Format the records below as a two-column CSV with the columns "instruction" and "answer" and one row per record. Put each record's text and its answer in their own quoted fields, with line breaks replaced by spaces, and leave the pictures out.

(Lines of data)
◆ ◆ ◆ ◆ ◆

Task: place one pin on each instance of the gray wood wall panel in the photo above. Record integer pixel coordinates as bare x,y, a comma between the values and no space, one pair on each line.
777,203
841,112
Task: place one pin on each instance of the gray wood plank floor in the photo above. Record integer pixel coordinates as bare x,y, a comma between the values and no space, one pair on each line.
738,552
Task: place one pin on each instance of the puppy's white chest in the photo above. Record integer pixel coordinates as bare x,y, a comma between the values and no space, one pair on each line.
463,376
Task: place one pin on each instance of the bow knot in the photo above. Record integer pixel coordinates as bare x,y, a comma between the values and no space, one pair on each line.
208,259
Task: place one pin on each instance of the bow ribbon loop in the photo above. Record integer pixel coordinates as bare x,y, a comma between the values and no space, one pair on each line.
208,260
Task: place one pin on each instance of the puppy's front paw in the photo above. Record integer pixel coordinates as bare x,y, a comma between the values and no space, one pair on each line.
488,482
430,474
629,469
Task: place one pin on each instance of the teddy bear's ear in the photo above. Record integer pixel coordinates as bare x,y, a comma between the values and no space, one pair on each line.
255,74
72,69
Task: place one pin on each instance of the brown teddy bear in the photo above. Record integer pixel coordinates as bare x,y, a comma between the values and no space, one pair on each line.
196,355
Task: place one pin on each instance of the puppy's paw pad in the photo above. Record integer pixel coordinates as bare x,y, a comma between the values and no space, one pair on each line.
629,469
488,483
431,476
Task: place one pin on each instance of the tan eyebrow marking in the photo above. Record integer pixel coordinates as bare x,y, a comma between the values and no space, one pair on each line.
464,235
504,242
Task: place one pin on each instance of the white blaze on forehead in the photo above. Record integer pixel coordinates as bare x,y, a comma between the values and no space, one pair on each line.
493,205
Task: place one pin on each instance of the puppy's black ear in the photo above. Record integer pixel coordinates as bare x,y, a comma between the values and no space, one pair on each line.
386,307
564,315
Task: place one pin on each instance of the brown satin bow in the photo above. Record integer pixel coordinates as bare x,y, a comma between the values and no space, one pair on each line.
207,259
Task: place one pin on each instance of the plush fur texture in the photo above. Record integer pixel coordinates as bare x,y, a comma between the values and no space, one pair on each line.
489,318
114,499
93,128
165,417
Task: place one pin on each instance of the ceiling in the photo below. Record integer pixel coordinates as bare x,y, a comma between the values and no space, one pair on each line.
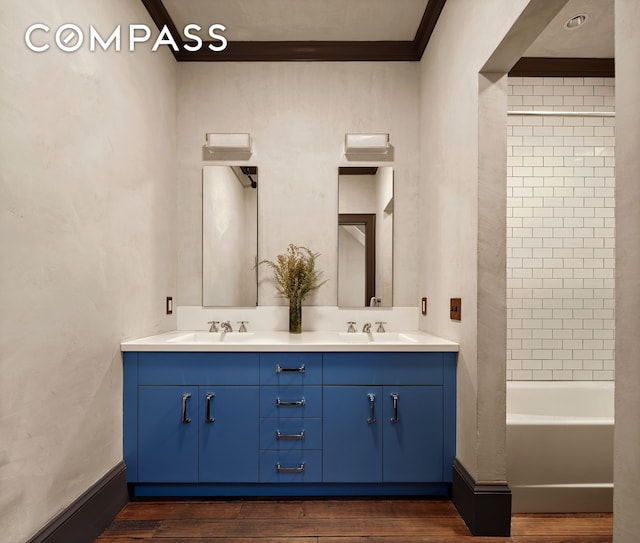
285,30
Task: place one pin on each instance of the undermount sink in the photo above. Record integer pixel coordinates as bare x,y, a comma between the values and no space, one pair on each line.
375,337
211,338
223,337
276,341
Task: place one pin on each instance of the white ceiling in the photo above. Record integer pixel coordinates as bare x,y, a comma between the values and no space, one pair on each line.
594,39
380,20
304,20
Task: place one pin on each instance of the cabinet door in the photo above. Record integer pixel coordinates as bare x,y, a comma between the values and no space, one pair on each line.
229,434
352,434
168,434
413,434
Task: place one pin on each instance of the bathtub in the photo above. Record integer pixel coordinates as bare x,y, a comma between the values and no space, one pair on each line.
560,446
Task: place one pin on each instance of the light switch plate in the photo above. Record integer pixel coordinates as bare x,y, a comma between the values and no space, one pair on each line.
455,311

◆ ◆ ◆ ◆ ◆

[Answer to the exercise]
instruction,answer
"Task: place one pin on each instance of the gray wood wall panel in the photo above. Record integer pixel coordinates as bare x,y, a comma between the values and no space, one pair on each line.","777,203 841,112"
"Task: place one pin on each instance of the gray wood plank floor in the photo above. Record integer pixel coordinates as bare x,y, a comma between the values and no space, one pair on each line.","738,552"
"Task: place one pin on each instance of the puppy's white chest in the photo above. Record integer pixel coordinates as bare x,y, a comma between the values and no space, one pair on each line.","463,376"
"Task: place one pin on each instance of the bow knot in the photo above. Record integer pixel coordinates as bare x,y, a comma between the values and no space, one pair on each line.","208,259"
"Task: place one pin on each instance of the bow ribbon loop in the photo above. Record integer pixel coordinates as bare x,y, a comma between the values and no space, one pair on each line.","208,260"
"Task: place one pin on each instance of the puppy's front paw in the photo above. Record integer pixel coordinates as bare x,y, a comma between the values and no space, one pair on each line.","488,482 430,474 629,469"
"Task: place one pin on each instance of the teddy bear's ear in the photo above. Record integer pixel coordinates as bare x,y, a comma between the values and no space, one pair on each line.","255,74 72,69"
"Task: place one pin on each instance of the brown teddy bear in the photo above. Record integer pixel coordinates as bare x,y, a comma between the values and no space, one pair on each line.","196,355"
"Task: place one pin on each instance of the puppy's paw pad in the photo above. Record integer pixel coordinates as bare x,y, a comma between the values and no space, one pair on each line.","629,469 488,483 431,476"
"Task: place one pin on each instance of the tan eyebrow marking in the photo above. Record integer pixel coordinates as bare x,y, a comma between the values and no space, one pair on each line.","464,235 504,242"
"Task: place one pin on each instance of the white blaze on forehead in the photo above. Record integer pixel coordinates as bare x,y, a comma between the values and no space, one pair on each line.","493,205"
"Task: place one pin on each instance of the puppy's black ear in the photo above. Record integer pixel coordinates as bare x,y, a comma between the values and no space, one pair on each line.","386,307 564,315"
"Task: place one pin on each instance of the brown satin bow in the photo above. Record integer pixel coordinates as bare x,y, a comma between the values and no space, one pair on each line.","207,259"
"Task: place one pin on each instance of the plush fur texture in the photo above. Record integer pixel coordinates as bare x,y, a comma between the values and no space, one pair on each line.","489,318 114,499 93,128 165,417"
"Task: place one pin on each instance of the ceiling in the photo below. Record integer pixel coordinates as bare x,y, a comma between the values and no space, one pair on each line.","285,30"
"Task: place one pin on each instance of the undermount sink in the photo above. Record integer pixel coordinates as bare x,y, a comma between the values and no space, one pair on each line.","375,337 211,338 223,337 276,341"
"Task: place one pin on each instance of the white ceiling in the photo above. Record integer pixel coordinates as bare x,y, a comma between the values and no space, one pair on each line.","594,39 380,20 304,20"
"Task: place one pin on each instance of the cabinet door in the photo above. Record integer pixel coordinates as bare x,y, a comma between the values and no space, one pair on each line.","229,434 352,434 168,434 413,434"
"Task: place one pin on each instance of the bathtub in the photo above. Record integer pixel coordinates as bare x,y, a comma between the values and no space, one pair on each line.","560,446"
"Task: place one pin on each instance of the light switch plate in the photo above. Record integer pixel coordinates as bare x,y, a comma between the values and no space, one pair on each line.","455,311"